YOUR INSTRUCTIONS
Give back only the lines in the records below from the one with "Task: indicate the blurred" to the one with "Task: indicate the bright", both inclusive, word for word.

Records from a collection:

============

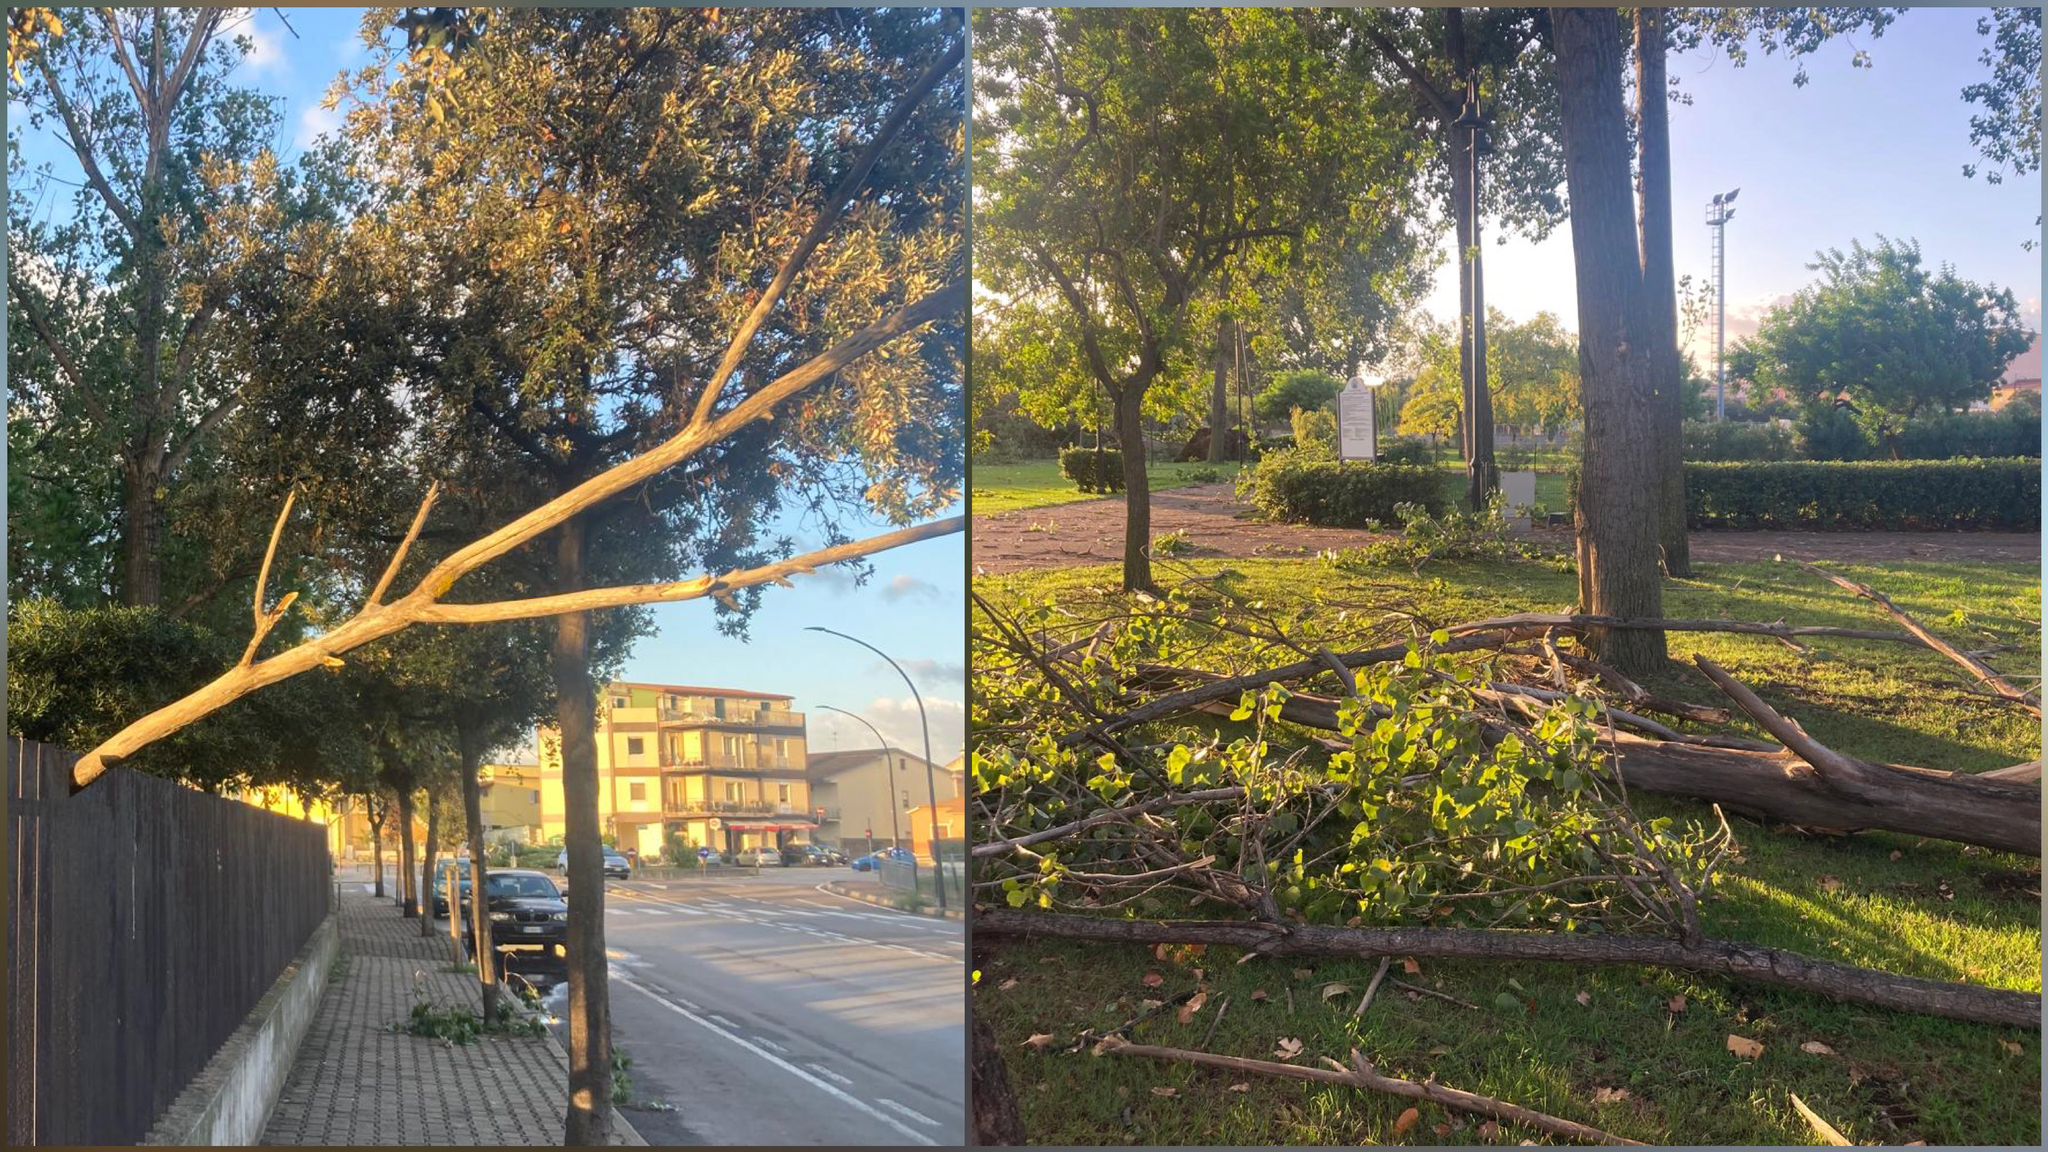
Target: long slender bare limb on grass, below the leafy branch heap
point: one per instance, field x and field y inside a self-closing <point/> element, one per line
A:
<point x="1717" y="958"/>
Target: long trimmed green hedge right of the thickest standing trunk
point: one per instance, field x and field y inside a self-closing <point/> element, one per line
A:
<point x="1990" y="495"/>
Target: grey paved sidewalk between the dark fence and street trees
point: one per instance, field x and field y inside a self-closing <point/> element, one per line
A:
<point x="357" y="1081"/>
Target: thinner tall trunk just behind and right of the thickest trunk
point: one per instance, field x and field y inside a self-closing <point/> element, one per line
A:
<point x="1660" y="288"/>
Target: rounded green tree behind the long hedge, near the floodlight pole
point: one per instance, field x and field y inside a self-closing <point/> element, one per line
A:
<point x="1893" y="335"/>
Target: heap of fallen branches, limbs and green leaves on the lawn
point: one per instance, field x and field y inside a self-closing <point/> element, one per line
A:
<point x="1394" y="786"/>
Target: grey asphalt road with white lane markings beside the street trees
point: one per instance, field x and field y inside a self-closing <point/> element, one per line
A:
<point x="767" y="1012"/>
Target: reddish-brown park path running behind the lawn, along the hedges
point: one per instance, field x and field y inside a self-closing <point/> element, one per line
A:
<point x="1218" y="526"/>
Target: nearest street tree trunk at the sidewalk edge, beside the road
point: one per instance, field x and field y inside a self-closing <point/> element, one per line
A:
<point x="591" y="1022"/>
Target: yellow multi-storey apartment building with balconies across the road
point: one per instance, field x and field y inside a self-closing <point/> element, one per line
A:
<point x="718" y="768"/>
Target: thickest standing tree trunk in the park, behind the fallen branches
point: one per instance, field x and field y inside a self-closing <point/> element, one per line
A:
<point x="1619" y="479"/>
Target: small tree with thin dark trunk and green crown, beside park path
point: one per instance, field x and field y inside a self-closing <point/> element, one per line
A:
<point x="1113" y="194"/>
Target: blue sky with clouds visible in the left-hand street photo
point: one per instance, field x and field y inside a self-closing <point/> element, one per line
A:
<point x="914" y="608"/>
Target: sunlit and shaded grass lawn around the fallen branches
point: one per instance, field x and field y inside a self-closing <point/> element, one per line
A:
<point x="1650" y="1044"/>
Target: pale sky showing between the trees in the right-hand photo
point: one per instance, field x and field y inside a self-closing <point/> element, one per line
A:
<point x="1854" y="153"/>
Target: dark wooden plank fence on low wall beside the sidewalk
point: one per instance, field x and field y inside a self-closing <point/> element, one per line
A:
<point x="146" y="921"/>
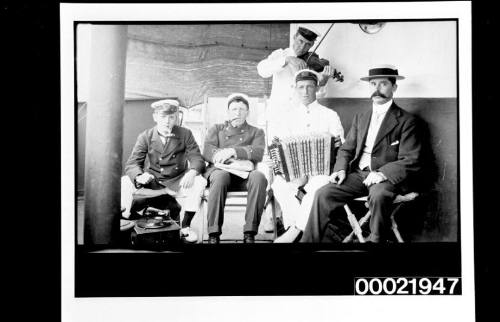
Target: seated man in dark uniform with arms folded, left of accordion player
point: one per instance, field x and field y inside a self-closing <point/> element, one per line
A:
<point x="234" y="140"/>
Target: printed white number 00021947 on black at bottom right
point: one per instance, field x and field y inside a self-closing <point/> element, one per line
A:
<point x="407" y="286"/>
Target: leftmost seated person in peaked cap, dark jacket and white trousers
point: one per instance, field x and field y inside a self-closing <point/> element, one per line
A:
<point x="173" y="168"/>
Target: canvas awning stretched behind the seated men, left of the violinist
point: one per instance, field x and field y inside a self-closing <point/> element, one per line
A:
<point x="189" y="61"/>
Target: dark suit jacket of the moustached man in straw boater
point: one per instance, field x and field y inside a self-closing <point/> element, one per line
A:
<point x="396" y="151"/>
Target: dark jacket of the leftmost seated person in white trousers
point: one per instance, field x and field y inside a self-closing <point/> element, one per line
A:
<point x="167" y="163"/>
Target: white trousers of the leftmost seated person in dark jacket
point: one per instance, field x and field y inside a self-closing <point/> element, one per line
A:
<point x="190" y="199"/>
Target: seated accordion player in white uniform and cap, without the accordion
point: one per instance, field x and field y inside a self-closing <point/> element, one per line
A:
<point x="306" y="116"/>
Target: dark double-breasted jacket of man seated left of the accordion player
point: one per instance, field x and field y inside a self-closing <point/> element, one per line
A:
<point x="247" y="140"/>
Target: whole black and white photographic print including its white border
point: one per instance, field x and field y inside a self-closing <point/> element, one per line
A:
<point x="230" y="157"/>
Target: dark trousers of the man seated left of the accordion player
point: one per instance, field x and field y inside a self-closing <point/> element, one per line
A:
<point x="220" y="182"/>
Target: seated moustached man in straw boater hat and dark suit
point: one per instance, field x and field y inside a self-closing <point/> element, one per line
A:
<point x="380" y="158"/>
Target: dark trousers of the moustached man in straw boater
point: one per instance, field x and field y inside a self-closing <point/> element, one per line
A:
<point x="332" y="196"/>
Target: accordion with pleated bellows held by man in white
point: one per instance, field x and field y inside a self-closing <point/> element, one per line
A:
<point x="304" y="155"/>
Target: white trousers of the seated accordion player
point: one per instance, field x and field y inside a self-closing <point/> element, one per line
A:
<point x="294" y="212"/>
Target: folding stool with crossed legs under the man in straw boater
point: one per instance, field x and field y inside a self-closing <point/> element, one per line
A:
<point x="356" y="225"/>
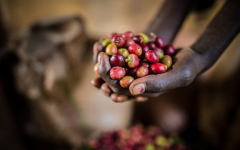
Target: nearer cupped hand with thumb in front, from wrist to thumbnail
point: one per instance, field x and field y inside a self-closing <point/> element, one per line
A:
<point x="186" y="66"/>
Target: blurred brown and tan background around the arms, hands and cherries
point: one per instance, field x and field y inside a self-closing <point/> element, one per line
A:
<point x="47" y="101"/>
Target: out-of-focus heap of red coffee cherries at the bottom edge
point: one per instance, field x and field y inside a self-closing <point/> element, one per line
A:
<point x="135" y="138"/>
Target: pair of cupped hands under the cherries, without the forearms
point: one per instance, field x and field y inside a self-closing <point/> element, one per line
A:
<point x="186" y="66"/>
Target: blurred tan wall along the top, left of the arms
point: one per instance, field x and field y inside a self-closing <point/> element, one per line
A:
<point x="101" y="17"/>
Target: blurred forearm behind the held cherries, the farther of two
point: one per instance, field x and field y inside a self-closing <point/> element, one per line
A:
<point x="169" y="19"/>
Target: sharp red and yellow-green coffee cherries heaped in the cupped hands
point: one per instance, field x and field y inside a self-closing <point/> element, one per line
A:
<point x="134" y="56"/>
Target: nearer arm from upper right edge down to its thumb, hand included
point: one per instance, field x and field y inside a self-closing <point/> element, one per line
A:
<point x="189" y="62"/>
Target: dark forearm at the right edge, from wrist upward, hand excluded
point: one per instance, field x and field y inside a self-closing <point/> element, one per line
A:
<point x="219" y="34"/>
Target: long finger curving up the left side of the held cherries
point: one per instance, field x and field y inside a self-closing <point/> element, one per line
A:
<point x="104" y="69"/>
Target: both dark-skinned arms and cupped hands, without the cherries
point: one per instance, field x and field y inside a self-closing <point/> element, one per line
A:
<point x="188" y="62"/>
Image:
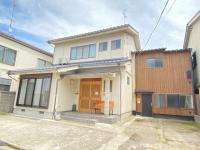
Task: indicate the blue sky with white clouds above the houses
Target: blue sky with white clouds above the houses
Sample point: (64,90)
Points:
(37,21)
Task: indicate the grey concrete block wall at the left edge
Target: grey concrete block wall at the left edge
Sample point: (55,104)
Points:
(7,101)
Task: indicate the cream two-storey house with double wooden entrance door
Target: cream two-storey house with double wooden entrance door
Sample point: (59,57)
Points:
(87,68)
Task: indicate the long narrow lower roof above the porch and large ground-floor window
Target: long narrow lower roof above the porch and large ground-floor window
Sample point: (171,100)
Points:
(71,66)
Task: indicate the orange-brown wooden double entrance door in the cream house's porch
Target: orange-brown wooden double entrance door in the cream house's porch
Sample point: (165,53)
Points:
(90,93)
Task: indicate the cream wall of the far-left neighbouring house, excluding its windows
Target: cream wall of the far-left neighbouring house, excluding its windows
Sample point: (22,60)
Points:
(25,58)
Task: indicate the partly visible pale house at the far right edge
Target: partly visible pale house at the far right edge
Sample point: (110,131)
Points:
(192,40)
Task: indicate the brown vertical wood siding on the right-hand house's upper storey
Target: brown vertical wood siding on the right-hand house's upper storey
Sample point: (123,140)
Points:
(171,78)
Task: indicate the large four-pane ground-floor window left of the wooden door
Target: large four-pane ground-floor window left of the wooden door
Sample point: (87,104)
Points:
(34,92)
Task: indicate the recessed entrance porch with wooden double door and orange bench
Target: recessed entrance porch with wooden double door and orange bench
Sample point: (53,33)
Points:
(79,94)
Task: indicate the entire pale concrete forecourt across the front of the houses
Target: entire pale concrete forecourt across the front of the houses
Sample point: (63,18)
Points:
(137,133)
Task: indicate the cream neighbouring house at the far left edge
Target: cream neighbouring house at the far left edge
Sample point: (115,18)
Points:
(16,54)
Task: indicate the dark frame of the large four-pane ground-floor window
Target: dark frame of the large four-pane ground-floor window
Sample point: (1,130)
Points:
(35,81)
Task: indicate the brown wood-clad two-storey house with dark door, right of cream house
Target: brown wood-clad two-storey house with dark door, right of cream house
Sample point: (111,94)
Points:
(164,83)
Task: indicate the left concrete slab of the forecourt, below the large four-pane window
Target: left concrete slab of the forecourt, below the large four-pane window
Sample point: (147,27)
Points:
(42,134)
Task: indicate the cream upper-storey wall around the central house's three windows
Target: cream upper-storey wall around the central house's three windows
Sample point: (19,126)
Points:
(62,51)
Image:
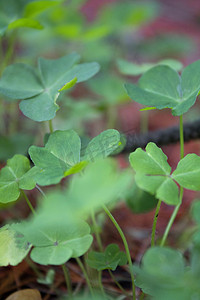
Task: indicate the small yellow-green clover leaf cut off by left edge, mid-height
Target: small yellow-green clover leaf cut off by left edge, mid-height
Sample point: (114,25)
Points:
(14,176)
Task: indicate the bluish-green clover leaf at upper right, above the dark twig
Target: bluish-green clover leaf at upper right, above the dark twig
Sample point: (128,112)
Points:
(162,87)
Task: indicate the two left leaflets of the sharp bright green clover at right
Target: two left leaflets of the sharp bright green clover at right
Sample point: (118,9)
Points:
(153,173)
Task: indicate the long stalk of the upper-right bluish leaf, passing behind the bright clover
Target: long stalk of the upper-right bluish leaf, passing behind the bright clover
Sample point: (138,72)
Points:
(174,214)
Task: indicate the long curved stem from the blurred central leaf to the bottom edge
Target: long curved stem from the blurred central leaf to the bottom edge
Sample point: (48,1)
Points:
(125,246)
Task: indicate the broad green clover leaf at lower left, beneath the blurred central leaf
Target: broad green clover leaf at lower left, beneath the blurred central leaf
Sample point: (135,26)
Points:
(55,237)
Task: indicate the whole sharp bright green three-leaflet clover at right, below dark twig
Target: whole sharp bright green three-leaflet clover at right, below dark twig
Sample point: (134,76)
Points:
(153,173)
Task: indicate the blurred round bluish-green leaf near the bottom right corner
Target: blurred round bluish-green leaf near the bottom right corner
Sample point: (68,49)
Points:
(156,274)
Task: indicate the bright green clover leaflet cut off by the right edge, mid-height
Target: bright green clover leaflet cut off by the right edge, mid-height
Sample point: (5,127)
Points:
(187,173)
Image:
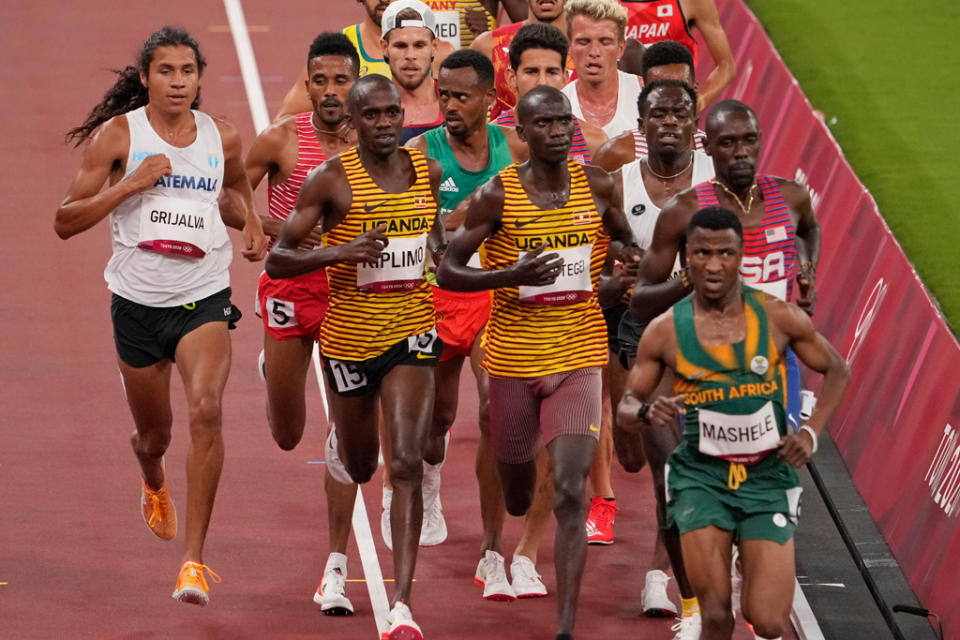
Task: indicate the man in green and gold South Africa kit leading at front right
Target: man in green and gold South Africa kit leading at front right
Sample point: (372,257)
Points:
(732,480)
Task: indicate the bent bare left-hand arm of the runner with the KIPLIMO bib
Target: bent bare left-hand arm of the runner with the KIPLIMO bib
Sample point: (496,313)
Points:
(324,200)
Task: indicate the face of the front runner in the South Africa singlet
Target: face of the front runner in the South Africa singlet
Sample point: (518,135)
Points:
(714,259)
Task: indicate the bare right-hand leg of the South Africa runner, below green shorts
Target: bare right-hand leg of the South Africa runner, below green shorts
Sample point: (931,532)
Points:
(768,583)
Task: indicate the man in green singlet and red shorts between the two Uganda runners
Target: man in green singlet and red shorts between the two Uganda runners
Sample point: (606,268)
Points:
(470,152)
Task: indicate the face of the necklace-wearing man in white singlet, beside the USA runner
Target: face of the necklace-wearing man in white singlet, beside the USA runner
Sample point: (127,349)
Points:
(668,120)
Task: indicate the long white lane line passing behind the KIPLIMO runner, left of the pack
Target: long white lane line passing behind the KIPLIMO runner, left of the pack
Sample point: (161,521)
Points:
(361,524)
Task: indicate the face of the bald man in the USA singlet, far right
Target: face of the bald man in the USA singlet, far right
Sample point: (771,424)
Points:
(733,140)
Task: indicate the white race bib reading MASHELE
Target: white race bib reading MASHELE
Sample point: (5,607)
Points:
(745,439)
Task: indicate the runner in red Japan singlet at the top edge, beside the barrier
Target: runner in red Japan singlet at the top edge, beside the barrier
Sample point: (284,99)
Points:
(651,21)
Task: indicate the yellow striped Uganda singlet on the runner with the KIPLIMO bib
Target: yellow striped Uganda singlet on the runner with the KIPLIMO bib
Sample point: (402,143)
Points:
(362,324)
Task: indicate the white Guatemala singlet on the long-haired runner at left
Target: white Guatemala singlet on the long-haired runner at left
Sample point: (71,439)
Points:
(181,205)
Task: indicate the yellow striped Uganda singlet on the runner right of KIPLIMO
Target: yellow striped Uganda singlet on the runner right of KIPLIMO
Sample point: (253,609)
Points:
(529,338)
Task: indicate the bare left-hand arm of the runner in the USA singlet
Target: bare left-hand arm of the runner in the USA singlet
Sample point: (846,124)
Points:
(655,292)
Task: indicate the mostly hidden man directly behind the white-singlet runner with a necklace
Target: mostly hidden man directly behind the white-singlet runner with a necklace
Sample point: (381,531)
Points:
(666,60)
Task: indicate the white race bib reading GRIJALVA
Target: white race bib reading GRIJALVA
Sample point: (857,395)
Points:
(176,225)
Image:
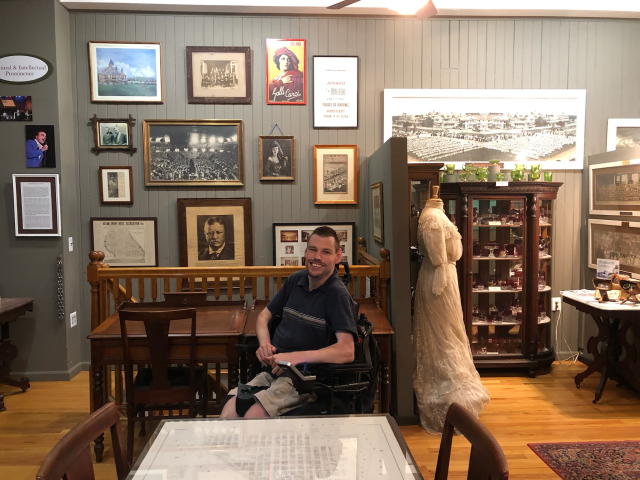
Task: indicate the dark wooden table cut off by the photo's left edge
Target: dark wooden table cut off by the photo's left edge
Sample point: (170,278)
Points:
(10,310)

============

WRITTEN REPLY
Task: indicate the blurred round bluish-green leaf near the bottom right corner
Target: blurred round bluish-green leaf near the bottom right corner
Sample point: (68,49)
Points:
(156,274)
Task: indicate the bright green clover leaflet cut off by the right edge, mid-height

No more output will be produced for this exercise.